▶ [DIRECTION]: Please copy out the data below word for word, keeping every line in its original order.

▶ [EXCERPTED DATA]:
#####

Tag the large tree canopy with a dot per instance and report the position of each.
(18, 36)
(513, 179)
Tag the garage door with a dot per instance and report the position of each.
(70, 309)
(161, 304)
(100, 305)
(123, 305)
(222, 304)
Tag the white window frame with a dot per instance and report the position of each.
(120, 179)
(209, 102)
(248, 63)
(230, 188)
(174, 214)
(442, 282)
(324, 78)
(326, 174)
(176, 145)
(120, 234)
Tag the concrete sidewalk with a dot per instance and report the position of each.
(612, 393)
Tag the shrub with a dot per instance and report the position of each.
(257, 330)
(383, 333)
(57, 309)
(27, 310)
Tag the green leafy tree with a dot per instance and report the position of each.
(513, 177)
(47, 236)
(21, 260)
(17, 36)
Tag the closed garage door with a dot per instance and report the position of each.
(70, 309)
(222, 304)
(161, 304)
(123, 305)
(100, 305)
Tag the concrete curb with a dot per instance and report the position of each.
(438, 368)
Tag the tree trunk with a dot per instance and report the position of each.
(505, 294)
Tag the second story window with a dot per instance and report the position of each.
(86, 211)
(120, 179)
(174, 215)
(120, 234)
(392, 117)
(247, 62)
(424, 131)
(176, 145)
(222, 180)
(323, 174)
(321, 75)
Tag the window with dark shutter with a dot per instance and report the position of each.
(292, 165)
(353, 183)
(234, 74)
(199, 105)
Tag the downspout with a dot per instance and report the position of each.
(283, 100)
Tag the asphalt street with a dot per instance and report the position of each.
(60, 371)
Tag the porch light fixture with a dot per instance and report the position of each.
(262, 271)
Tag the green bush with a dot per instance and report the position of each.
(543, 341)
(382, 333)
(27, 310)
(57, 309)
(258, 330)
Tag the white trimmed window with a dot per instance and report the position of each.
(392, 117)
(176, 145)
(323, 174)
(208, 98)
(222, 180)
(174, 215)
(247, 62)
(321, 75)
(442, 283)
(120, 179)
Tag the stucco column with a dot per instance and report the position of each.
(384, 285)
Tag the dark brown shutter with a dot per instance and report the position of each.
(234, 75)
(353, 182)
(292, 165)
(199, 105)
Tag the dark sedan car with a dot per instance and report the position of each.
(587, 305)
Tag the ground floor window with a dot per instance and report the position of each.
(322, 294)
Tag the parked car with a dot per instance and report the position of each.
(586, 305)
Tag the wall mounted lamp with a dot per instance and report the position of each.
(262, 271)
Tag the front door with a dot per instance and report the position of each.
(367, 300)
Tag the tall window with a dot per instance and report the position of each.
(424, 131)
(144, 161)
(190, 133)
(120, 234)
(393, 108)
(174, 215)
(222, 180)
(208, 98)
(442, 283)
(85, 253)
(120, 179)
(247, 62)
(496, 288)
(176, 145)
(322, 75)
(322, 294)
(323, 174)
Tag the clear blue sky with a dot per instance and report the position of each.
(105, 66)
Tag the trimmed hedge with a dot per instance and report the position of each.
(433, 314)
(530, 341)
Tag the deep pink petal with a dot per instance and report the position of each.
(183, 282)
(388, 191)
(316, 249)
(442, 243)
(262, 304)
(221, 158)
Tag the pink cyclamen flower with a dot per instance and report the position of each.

#####

▶ [SOLVED PROBLEM]:
Tag the large tree canopy with a dot per instance and report the position of each.
(18, 36)
(513, 179)
Tag the garage door with a dot per instance and report the position of each.
(70, 309)
(161, 304)
(100, 305)
(123, 305)
(222, 304)
Tag the white window frame with a dot per instance and report the position of each.
(120, 179)
(209, 102)
(248, 63)
(230, 188)
(174, 214)
(442, 282)
(324, 78)
(326, 174)
(176, 145)
(120, 234)
Tag the concrete sidewalk with a dot per instance and report the position of each.
(612, 393)
Tag the shrub with a dot per instance and report the position of each.
(257, 330)
(383, 333)
(57, 309)
(27, 310)
Tag the green leafy tree with a dot per instance and report the position of each.
(513, 177)
(47, 236)
(21, 260)
(17, 36)
Tag the closed garage door with a dot per instance and report the position of each.
(70, 309)
(222, 304)
(161, 304)
(123, 305)
(100, 305)
Tag the concrete curb with a dot per instance and report the position of each.
(438, 368)
Tag the tree trunk with a dot per instance and report the position of each.
(505, 294)
Tag the second story window with a dot per instance and report the position of each.
(86, 211)
(120, 179)
(174, 215)
(120, 234)
(392, 117)
(247, 62)
(424, 131)
(176, 145)
(222, 180)
(323, 174)
(321, 75)
Tag the window with dark shutter with a dot per instance and report the position of each.
(292, 165)
(353, 183)
(234, 74)
(199, 105)
Tag the downspout with a dot per instance and report the position of each.
(283, 100)
Tag the asphalt street with a dot per instance and report the position of each.
(60, 371)
Tag the porch light fixture with a dot per instance and report the position of each.
(262, 271)
Tag the green bush with a dot per instance and report the position of each.
(543, 341)
(382, 333)
(27, 310)
(57, 309)
(258, 330)
Tag the white trimmed window with a dot per instance and report the position of each.
(392, 117)
(176, 145)
(323, 174)
(208, 98)
(222, 180)
(174, 215)
(247, 62)
(321, 75)
(442, 283)
(120, 179)
Tag the stucco column with a dot per instance and report the position of each.
(384, 285)
Tag the dark brown shutter with a dot per instance and report the position of each.
(234, 75)
(353, 182)
(292, 165)
(199, 105)
Tag the dark sedan car with a dot per instance and report the position of each.
(587, 305)
Tag the ground floor window with a dot per instance and report the position of each.
(322, 294)
Tag the parked car with a dot per instance and report the position of each.
(586, 305)
Tag the wall mounted lamp with a dot per instance and report the position of each.
(262, 271)
Tag the front door with a dot per instance and report the position of each.
(367, 300)
Tag the tall window with a dot per instance and report the position of each.
(424, 131)
(144, 161)
(190, 133)
(120, 234)
(393, 108)
(174, 215)
(222, 180)
(208, 98)
(442, 283)
(85, 253)
(120, 179)
(247, 62)
(496, 288)
(176, 145)
(322, 75)
(322, 294)
(323, 174)
Tag the clear blue sky with a dot per instance and report the position of each.
(105, 66)
Tag the trimmed hedge with a dot per instance and report the position of each.
(433, 314)
(530, 341)
Tag the deep pink petal with a dot per instance and report the position of each.
(183, 282)
(388, 191)
(316, 249)
(442, 243)
(262, 304)
(221, 158)
Tag the pink cyclamen flower with a dot per instance and report the position of each.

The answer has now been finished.